-- PROVIDED TEXT follows --

Yerma is an opera in three acts by Heitor Villa-Lobos based on the tragedy of the same name by Federico García Lorca.

==History==
Yerma was commissioned in 1955 by an old friend of Villa-Lobos, Hugh Ross, the conductor of the New York Schola Cantorum, and by John Blankenship, at that time head of the drama department at Sarah Lawrence College. The original plan was that García Lorca's play would be translated into English by the Scottish poet Alastair Reid, but Villa-Lobos immediately began setting the original Spanish text. It was composed partly in New York, partly in Paris, and was finished in 1956.

Yerma was first performed by the Santa Fe Opera in Santa Fe, New Mexico, on August 12, 1971 (erroneously reported in one source as July 12), and repeated just once, on August 18. The Santa Fe premiere was produced by Basil Langton, choreographed by José Limón, with scenery by Allen Charles Klein. Paintings by Giorgio de Chirico were projected on the walls during the intermissions.

In 1983 the opera was staged for the first time in Brazil, at the Teatro Municipal in Rio de Janeiro, with Aurea Gomez and Benito Maresca, conducted by Mário Tavares, and in 1987 this Spanish-language opera was performed for the first time in a Spanish-speaking country, at the Teatro Solís in Montevideo. The title role was sung by the Mexican soprano María Luisa Tamez, supported by Brazilian tenor Benito Maresca and Uruguayan baritone Fernando Barabino. Staging was by Jorge Curi, and David Machado conducted. A concert version was presented from July 12–21, 1989 by Opera on the Move in the Queen Elizabeth Hall at the Southbank's Latin American Festival, "Viva!", with Anna Steiger in the title role and Odaline de la Martinez conducting, while the European staged premiere was given by the Bielefeld Opera in 1991. The opera was given its second staging in Brazil at the Teatro Amazonas in Manaus in April 2010. The lead roles were taken by Eliane Coelho, Marcelo Puente, Homero Velho, and Keila de Moraes. Marcelo de Jesus conducted.

-- PROVIDED TEXT concluded --
-- DATA EXTRACT follows --

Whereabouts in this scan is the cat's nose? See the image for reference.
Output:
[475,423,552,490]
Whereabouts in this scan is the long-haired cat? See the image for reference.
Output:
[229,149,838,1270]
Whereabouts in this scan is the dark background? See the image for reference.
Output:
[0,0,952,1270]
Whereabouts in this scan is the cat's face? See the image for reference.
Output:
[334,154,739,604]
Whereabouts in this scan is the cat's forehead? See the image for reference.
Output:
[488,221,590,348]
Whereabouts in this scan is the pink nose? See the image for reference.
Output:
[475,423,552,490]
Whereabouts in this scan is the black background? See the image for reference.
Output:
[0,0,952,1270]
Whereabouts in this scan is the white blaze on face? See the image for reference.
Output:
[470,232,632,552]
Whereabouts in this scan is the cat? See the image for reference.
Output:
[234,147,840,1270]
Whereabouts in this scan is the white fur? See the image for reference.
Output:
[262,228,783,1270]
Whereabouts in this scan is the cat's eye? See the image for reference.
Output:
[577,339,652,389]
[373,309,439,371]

-- DATA EXTRACT concluded --

*WHAT YOU HAVE TO DO:* Transcribe a passage from the Yerma opera text, beginning at the words "Yerma is an" and stopping after the words "finished in 1956.".

*OUTPUT FOR THIS EXERCISE:*
Yerma is an opera in three acts by Heitor Villa-Lobos based on the tragedy of the same name by Federico García Lorca.

==History==
Yerma was commissioned in 1955 by an old friend of Villa-Lobos, Hugh Ross, the conductor of the New York Schola Cantorum, and by John Blankenship, at that time head of the drama department at Sarah Lawrence College. The original plan was that García Lorca's play would be translated into English by the Scottish poet Alastair Reid, but Villa-Lobos immediately began setting the original Spanish text. It was composed partly in New York, partly in Paris, and was finished in 1956.